_Instructions for the task_
Copy every one of the rows below word for word, changing nothing.

_Stored data_
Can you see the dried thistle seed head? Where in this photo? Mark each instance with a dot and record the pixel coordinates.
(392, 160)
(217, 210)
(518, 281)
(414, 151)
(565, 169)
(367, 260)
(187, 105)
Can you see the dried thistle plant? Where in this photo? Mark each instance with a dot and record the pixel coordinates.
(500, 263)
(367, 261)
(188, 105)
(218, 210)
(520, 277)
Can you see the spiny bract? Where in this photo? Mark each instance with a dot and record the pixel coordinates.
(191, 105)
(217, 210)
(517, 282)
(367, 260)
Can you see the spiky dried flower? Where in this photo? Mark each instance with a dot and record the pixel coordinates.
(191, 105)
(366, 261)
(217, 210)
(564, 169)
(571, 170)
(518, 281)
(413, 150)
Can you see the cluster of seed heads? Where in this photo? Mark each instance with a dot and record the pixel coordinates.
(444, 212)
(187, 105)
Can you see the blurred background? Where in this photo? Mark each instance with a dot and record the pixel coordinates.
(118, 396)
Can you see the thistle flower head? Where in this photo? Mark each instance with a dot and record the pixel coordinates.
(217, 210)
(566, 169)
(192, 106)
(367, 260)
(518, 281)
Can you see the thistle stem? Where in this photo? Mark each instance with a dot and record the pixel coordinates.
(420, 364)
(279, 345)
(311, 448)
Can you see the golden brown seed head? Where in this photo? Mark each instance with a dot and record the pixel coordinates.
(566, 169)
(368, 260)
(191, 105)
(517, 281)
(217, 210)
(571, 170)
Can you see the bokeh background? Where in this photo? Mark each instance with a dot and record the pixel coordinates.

_Answer for this exercise_
Can you see the dried thistle seed head? Where in this photo? Mark each instance with a dot and record the pixel coordinates.
(392, 160)
(217, 210)
(518, 281)
(414, 151)
(565, 169)
(367, 260)
(187, 105)
Can you see the dried thistle plant? Where in this photo? Mark each instance with a dot and record the pixel coordinates.
(500, 263)
(367, 261)
(188, 105)
(218, 210)
(520, 277)
Can you see the spiny bract? Where in this photo? Mark each instance with a dot and record the pixel coordinates.
(191, 105)
(217, 210)
(517, 282)
(367, 260)
Can you see the spiky dried flower? Where in this photo? Mark each instance with a dot and record the pixel coordinates.
(191, 105)
(366, 261)
(217, 210)
(564, 169)
(571, 170)
(518, 281)
(413, 150)
Can you see the cluster of seed heads? Where in this photo? Mark each instance with a dot and record the pixel coordinates.
(444, 212)
(187, 105)
Can you see the blurred background? Where in this photo? Mark each instance with a dot and record the pixel coordinates.
(118, 396)
Can you see the thistle flower head? Where in this photo? Mark each instance with a dot and record the pixel coordinates.
(217, 210)
(566, 169)
(192, 106)
(367, 260)
(518, 281)
Can you see the thistle stem? Where in this photo? Mark each instance with a dot and record the pixel coordinates.
(420, 364)
(279, 345)
(311, 448)
Can you see the golden brown seed head? Where in this photo? Mark each instance with a dot and record the pixel coordinates.
(566, 169)
(368, 260)
(191, 105)
(517, 281)
(217, 210)
(571, 170)
Can you see the bokeh background? Where in this photo? Mark each instance with a dot and record the pixel coordinates.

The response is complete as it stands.